* start Dataset excerpts *

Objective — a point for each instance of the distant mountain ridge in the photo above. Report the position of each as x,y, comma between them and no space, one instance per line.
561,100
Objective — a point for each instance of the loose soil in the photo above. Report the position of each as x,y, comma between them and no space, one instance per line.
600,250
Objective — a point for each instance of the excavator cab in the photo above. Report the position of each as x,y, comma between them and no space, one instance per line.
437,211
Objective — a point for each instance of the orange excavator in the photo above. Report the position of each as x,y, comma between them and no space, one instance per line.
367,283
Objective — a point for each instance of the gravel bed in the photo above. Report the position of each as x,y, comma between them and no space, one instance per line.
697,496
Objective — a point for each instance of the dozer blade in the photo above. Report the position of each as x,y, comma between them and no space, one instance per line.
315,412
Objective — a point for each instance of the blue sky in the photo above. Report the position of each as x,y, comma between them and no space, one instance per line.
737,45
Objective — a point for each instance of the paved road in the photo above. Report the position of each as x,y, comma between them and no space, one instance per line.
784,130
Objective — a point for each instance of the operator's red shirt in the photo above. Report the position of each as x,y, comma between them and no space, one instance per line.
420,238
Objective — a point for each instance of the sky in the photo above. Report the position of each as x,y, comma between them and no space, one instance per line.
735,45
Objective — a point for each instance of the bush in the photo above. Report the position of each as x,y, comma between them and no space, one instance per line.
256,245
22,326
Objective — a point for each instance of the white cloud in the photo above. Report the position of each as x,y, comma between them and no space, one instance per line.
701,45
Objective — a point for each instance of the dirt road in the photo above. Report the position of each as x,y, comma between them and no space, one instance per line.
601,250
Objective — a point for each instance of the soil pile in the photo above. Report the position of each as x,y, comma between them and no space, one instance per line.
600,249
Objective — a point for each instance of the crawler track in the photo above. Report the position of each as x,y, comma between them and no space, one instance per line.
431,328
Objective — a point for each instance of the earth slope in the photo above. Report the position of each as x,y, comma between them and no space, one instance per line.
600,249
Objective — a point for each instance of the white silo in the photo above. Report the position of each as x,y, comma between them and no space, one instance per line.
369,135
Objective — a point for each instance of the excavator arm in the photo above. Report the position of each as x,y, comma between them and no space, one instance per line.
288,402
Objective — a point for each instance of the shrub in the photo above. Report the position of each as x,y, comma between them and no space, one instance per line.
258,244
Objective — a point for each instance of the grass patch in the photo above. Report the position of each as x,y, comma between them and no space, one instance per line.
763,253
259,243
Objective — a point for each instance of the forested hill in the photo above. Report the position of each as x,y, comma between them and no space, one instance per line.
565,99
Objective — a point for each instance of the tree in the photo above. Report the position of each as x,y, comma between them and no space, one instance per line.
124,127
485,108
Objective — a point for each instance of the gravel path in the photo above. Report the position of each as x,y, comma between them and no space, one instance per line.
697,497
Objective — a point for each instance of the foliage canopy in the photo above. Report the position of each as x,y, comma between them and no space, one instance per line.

* end Dataset excerpts *

* _Work required_: Output all of the data above without any alteration.

* _Complete answer_:
Objective — a point for each instance of the distant mountain ridge in the photo above. Report the position of each as x,y, comma between them and no space, one instance per line.
561,100
Objective — a point for each instance of the loose soil in the photo above. Report the position of each as x,y, comma between them and no space, one instance per line.
600,250
Objective — a point for each instance of the excavator cab in the photo above. Report the position of each as x,y, comma between them and no space, one instance per line.
437,211
Objective — a point for each instance of the orange excavator in the photo above. Report the position of each as x,y, comma between them and no space, one instance per line.
367,283
Objective — a point for each instance of the gravel bed in the photo above. Report the position of each as x,y, comma between them and no space, one instance per line.
697,496
Objective — a point for each instance of the dozer blade in the photo above. Report the position of each as x,y, comma between them and no space, one instance per line.
315,412
Objective — a point for each instance of the blue sky in the photo above. Report the position of each as x,y, comma between them and no space, one instance per line.
737,45
Objective — a point for each instance of the paved road in the photo above. Report the position of each as x,y, comma between them and no space, one instance per line.
784,130
Objective — a point for each instance of the operator's red shirt in the photo above. Report the position of each as x,y, comma between them and no space, one instance per line.
420,238
Objective — a point for each instance of the sky in the photo above. Report the position of each as x,y, comma between them and no space, one instance per line.
735,45
Objective — a point for each instance of the bush in the photo above. Report the position of each as x,y, comma between them and no space, one instance per line.
256,245
22,326
Objective — a point for each instance of the white cloud in the photo above. Report the position of each as x,y, comma between them and no space, one instance per line.
701,45
Objective — a point for each instance of the dirt road in the photo above. Report the position of each as x,y, comma between them and no space, one instance per line.
601,250
Objective — a point for each instance of the soil pile in the photo above. Report the position of each as x,y, comma between them and no space, one instance per line.
600,249
Objective — a point for each instance of the crawler track in the photo above. Report the position of each as x,y, comma between them and no space, one instance per line.
431,328
Objective — a point for each instance of the earth slope in the photo above. Report the position of each as x,y, comma between them and no space, one instance per line.
600,249
Objective — a point for each instance of the white silo in the photo above. Report the position of each as x,y, comma between them and no space, one instance per line.
369,135
Objective — a point for each instance of the excavator arm in the photo above. Report the position of each as x,y, comma between them and no space, one instance per line.
288,402
Objective — a point for each instance of the shrub in the photo above. Report the position of each as x,y, comma between them and no space, one instance per line.
258,244
Objective — a point for each instance of the grass patch in the photo above. Report the position of each as x,y, comma between them and no space, one instance per line.
763,253
259,243
Objective — a point for each instance of the forested hill in the photo above. Report the position of each as x,y, comma between them and no space, one instance per line.
565,99
Objective — a point for each instance of the tree in the photo above. Report the position of each as x,y, comma between them and no space, one instance per line.
124,127
485,108
Objective — a point for each instance of the gravel path in the photo above. Report the position of each as x,y, comma between them and no space, one instance per line.
697,497
Objective — a point for each instance of the foliage canopy in the photo above. Report the position of each as x,y, comma between them and no space, one instance per line.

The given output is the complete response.